[AIM] Copy out the material below verbatim, from the line holding "[point] every instance of the large" through the last line of the material, inclusive.

━━ EXTRACTED INFORMATION

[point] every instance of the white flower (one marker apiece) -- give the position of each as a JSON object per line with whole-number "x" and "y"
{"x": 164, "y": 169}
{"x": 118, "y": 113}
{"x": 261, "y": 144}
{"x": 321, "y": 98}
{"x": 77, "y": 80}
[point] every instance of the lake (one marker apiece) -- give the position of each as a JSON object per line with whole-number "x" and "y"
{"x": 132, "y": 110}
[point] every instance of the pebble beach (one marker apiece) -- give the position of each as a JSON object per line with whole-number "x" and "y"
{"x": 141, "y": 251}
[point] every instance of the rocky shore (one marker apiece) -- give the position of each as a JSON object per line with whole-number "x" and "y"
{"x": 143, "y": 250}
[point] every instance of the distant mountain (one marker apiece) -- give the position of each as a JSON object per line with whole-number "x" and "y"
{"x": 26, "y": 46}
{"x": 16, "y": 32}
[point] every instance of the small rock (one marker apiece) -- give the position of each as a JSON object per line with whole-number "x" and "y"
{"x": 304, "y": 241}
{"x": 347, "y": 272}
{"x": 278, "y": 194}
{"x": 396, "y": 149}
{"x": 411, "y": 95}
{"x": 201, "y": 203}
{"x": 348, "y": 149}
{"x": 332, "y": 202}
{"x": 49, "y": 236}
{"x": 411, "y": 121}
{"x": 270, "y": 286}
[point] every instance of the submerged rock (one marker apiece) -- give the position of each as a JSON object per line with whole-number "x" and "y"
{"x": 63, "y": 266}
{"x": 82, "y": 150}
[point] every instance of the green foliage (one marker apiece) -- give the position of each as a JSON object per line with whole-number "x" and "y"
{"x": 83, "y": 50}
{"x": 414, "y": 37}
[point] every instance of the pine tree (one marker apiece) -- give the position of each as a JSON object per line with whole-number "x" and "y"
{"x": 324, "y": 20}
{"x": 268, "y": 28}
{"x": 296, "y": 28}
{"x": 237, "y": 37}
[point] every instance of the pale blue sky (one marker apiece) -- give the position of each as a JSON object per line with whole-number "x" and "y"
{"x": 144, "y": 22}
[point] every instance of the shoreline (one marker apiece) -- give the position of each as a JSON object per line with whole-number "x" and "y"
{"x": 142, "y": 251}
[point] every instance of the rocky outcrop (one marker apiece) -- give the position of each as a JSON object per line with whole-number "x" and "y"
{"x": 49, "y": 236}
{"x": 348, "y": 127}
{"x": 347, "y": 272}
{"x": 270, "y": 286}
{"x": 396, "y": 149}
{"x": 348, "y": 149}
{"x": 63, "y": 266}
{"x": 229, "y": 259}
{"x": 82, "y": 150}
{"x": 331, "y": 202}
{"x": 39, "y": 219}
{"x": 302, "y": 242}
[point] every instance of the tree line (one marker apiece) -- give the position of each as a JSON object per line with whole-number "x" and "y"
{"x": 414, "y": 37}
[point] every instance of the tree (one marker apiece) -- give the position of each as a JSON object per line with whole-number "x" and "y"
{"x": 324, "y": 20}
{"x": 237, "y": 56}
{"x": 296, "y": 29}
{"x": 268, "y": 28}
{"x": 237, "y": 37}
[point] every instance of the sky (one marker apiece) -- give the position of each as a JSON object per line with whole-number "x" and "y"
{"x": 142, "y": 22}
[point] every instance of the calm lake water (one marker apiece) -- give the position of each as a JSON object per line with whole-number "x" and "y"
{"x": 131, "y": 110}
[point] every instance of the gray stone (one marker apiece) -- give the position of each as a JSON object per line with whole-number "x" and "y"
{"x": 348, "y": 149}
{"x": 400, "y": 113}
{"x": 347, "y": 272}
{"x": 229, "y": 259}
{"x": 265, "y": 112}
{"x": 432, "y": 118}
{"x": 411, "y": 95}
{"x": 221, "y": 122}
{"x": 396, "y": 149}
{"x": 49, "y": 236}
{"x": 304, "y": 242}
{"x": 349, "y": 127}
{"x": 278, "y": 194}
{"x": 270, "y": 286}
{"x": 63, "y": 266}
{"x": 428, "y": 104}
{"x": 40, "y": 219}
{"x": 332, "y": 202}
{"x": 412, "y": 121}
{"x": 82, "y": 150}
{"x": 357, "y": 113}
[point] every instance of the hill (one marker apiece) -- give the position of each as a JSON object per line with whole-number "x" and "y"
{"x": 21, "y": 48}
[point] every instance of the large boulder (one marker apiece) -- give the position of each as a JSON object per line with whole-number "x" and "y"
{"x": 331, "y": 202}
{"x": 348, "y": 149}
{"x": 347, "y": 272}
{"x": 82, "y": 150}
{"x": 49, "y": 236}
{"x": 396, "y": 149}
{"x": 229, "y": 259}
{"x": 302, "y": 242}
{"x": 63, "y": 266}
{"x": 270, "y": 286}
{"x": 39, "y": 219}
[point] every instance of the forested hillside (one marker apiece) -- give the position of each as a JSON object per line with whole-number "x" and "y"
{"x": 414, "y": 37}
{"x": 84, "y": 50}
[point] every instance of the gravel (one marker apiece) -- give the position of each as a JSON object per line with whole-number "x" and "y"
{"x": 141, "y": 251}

━━━━

[ANSWER IN FULL]
[point] every instance of the large boulder (one marker apiece) -- give the position of each as a JSON object per line with whole-number "x" and "y"
{"x": 331, "y": 202}
{"x": 348, "y": 149}
{"x": 347, "y": 272}
{"x": 82, "y": 150}
{"x": 49, "y": 236}
{"x": 396, "y": 149}
{"x": 229, "y": 259}
{"x": 302, "y": 242}
{"x": 63, "y": 266}
{"x": 270, "y": 286}
{"x": 39, "y": 219}
[point] every instance of the forested hillside (one marker apiece) -- give the position of each as a JSON object per line with whole-number "x" and "y"
{"x": 414, "y": 37}
{"x": 84, "y": 50}
[point] every instance of the gravel (one marker apiece) -- give the position of each as a JSON object per line with whole-number "x" and "y"
{"x": 141, "y": 251}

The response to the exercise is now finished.